FRAGMENTO DEL TEXTO ▸

.....

Pocas personas eran más inofensivas que el pobre Marner. En su alma sencilla y honesta, ni siquiera la avaricia creciente ni la adoración del oro podían engendrar ningún vicio directamente perjudicial para otros. Desaparecida por completo la luz de la fe, y convertidos en desolación sus afectos, se había asido con todas las fuerzas de su ser a su trabajo y su dinero; y, como todos los objetos a los que un hombre se consagra, ambos lo habían forjado a su imagen y semejanza. Su telar, mientras trabajaba en él sin cesar, lo había moldeado a su vez, hasta confirmar cada vez más el ansia monótona de su monótona recompensa. El oro, al contemplarlo desde lo alto y verlo crecer, concentraba su capacidad de amar en un completo aislamiento semejante al de su soledad personal.

A partir de aquí, Eliot optó por desarrollar una parábola de los buenos sentimientos sobre un nudo dramático muy interesante. Los dos hermanos ricos del pueblo, señoritos sin desbravar, se convierten en el símbolo de la prueba a la que es sometido Marner y la redención a la que le conduce su bondad. Uno de los hermanos, un joven disoluto, un modelo de cuadro romántico que cayó para siempre en el pozo de su noche oscura, le roba a Marner todo su dinero; pero el otro, un personaje contradictorio, tan consentido por su condición social como amargado por sus escrúpuos morales, tiene un oscuro pasado que le cae del cielo a Marner en forma de criatura. Y es esa niña, Eppie, la que devuelve las ganas de vivir al viejo Marner (un viejo, cuando la encuentra, de cuarenta años) y con ellas la alegría que solo nace y se alimenta de los buenos sentimientos.
Contar el cuento entero es, aquí sí, estropear la novela. Baste decir que Eliot ensaya el difícil tema de la bondad, que en el ámbito de la novela siempre ha parecido cursi o ingenuo y que en el siglo XX, solo gracias al concepto de protagonista que tenía Max Sheller, y que consistía en devolver al héroe bueno los ideales de belleza, de claridad espiritual, no esa perfección falsa y cargante a la que se dedican los melodramas, ocupó un —exiguo— espacio en la población de personajes de novela, casi siempre más crudos, más retorcidos y más desquiciados. Y Eliot acude para ello a la geometría popular, al anillo de Polícrates, el tirano de Samos, que probó a desprenderse de su valiosísimo anillo y un humilde pescador se lo devolvió metido en un pez. Claro que en Heródoto sirve para enseñarnos que, si naciste para martillo, del cielo te caen los clavos, y en Eliot el héroe es un humilde tejedor al que la vida recompensa con mucha más generosidad de la que él era capaz de imaginar.

.....

ÍTEMS LISTADOS ▸
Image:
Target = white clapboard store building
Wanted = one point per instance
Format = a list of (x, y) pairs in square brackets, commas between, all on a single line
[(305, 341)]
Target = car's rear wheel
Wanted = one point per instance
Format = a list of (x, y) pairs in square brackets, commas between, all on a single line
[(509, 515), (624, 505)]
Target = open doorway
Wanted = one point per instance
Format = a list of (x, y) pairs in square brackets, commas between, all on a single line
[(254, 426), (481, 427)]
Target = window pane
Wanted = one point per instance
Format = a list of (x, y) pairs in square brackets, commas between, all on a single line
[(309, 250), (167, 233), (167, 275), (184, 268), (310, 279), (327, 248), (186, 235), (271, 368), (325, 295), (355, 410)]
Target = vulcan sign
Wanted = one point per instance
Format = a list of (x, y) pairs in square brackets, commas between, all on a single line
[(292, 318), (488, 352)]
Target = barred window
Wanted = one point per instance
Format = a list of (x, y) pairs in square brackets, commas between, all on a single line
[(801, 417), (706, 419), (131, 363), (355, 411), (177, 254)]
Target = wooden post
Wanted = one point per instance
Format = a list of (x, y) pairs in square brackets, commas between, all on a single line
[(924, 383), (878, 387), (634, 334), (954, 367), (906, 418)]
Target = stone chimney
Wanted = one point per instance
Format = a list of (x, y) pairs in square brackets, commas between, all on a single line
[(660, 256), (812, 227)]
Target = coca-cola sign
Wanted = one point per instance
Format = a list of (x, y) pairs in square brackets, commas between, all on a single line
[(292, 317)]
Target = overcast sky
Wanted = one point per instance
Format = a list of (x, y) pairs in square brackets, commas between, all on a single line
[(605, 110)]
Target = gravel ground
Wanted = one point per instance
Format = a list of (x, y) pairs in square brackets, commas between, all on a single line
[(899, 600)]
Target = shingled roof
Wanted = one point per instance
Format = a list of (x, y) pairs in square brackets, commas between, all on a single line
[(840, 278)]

.....

ENUNCIADO A ▸
Traduzca al inglés la siguiente oración del fragmento sobre Marner: "Pocas personas eran más inofensivas que el pobre Marner."
ENUNCIADO B ▸
Imprima literalmente el tramo del fragmento sobre Marner comprendido entre "Pocas personas eran" y "su soledad personal.", ambos inclusive.

SOLUCIÓN A ▸
Few people were more harmless than poor Marner.

SOLUCIÓN B ▸
Pocas personas eran más inofensivas que el pobre Marner. En su alma sencilla y honesta, ni siquiera la avaricia creciente ni la adoración del oro podían engendrar ningún vicio directamente perjudicial para otros. Desaparecida por completo la luz de la fe, y convertidos en desolación sus afectos, se había asido con todas las fuerzas de su ser a su trabajo y su dinero; y, como todos los objetos a los que un hombre se consagra, ambos lo habían forjado a su imagen y semejanza. Su telar, mientras trabajaba en él sin cesar, lo había moldeado a su vez, hasta confirmar cada vez más el ansia monótona de su monótona recompensa. El oro, al contemplarlo desde lo alto y verlo crecer, concentraba su capacidad de amar en un completo aislamiento semejante al de su soledad personal.